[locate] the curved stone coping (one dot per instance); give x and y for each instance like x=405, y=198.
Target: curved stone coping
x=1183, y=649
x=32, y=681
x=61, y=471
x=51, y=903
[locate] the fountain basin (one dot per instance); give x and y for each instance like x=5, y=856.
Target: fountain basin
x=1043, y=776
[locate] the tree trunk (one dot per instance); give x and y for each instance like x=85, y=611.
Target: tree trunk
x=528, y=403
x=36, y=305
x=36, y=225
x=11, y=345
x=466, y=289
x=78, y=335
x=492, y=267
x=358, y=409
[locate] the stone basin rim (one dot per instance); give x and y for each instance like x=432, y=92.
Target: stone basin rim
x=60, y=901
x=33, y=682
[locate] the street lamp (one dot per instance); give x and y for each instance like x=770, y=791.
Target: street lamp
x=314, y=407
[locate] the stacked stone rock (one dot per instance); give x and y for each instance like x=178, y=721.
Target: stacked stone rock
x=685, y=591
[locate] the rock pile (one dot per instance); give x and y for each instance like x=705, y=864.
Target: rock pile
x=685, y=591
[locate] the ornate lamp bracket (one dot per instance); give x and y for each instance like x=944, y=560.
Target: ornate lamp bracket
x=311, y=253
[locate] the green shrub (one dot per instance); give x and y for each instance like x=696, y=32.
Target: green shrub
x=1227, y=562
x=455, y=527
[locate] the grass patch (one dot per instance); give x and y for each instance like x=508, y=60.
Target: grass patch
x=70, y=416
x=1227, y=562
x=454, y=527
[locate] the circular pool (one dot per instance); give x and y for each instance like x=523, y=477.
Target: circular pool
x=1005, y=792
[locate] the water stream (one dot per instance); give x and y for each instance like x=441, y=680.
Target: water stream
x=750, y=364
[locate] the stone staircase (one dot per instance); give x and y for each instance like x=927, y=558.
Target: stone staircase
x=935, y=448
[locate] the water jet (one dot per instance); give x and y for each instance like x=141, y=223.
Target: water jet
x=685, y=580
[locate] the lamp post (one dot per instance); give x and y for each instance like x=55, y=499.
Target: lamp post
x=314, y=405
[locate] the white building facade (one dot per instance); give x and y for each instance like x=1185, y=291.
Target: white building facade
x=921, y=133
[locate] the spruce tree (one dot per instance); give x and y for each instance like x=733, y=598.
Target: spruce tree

▶ TASK BRIEF
Repeat all of the material above, changing every "fountain basin" to "fountain bowl" and leaving everything else as it is.

▶ RESULT
[locate] the curved stone coping (one dot per instance); give x and y for each instance like x=405, y=198.
Target: curved stone coping
x=1183, y=649
x=32, y=681
x=61, y=471
x=51, y=903
[locate] the fountain bowl (one dot per instance); give x and y for each instance like x=5, y=856.
Target: fountain bowl
x=1043, y=776
[locate] the tree trunk (one dot per instance); give x and y for each instance like x=85, y=611.
Target: tree trunk
x=528, y=403
x=36, y=305
x=36, y=225
x=11, y=345
x=466, y=289
x=78, y=335
x=492, y=267
x=358, y=409
[locate] the stone basin rim (one dot per instance); give x and y for each instance like x=432, y=92.
Target: stone basin rim
x=60, y=901
x=33, y=682
[locate] the street lamp (one dot per instance); give x and y for each instance like x=770, y=791.
Target: street lamp
x=314, y=407
[locate] the stacked stone rock (one dot per instance); give x and y for each instance like x=178, y=721.
Target: stacked stone rock
x=685, y=591
[locate] the rock pile (one dot per instance); give x and y for each instance like x=705, y=864.
Target: rock pile
x=685, y=591
[locate] the ornate lamp bracket (one dot per instance); give x and y for each instance like x=944, y=560.
Target: ornate lamp bracket
x=311, y=253
[locate] the green shrub (one dot per instance); give x and y for each instance like x=696, y=32.
Target: green shrub
x=1227, y=562
x=455, y=527
[locate] the grass patch (one dot per instance); give x and y for each instance like x=508, y=60.
Target: grass patch
x=70, y=416
x=1227, y=562
x=454, y=527
[locate] the circular pool (one dot per instance); give x and y for each instance like x=523, y=477.
Target: circular pool
x=1005, y=792
[locate] the water stream (one dot per instance); give x and y for each instance like x=441, y=680.
Target: water stream
x=750, y=364
[locate] the stone staircase (one dot per instance); give x and y for each instance like x=927, y=558.
Target: stone staircase
x=935, y=448
[locate] the water jet (one dot per instance); give x and y for each instance like x=141, y=223.
Target: water jet
x=685, y=580
[locate] the lamp post (one dot per instance); give x and y for each instance like x=55, y=499.
Target: lamp post
x=314, y=405
[locate] the white building facade (one dot per instance); give x and y for each instance like x=1185, y=291.
Target: white building facade
x=921, y=133
[locate] the spruce tree (one dot per instance); give x and y for each instance like x=733, y=598.
Target: spruce tree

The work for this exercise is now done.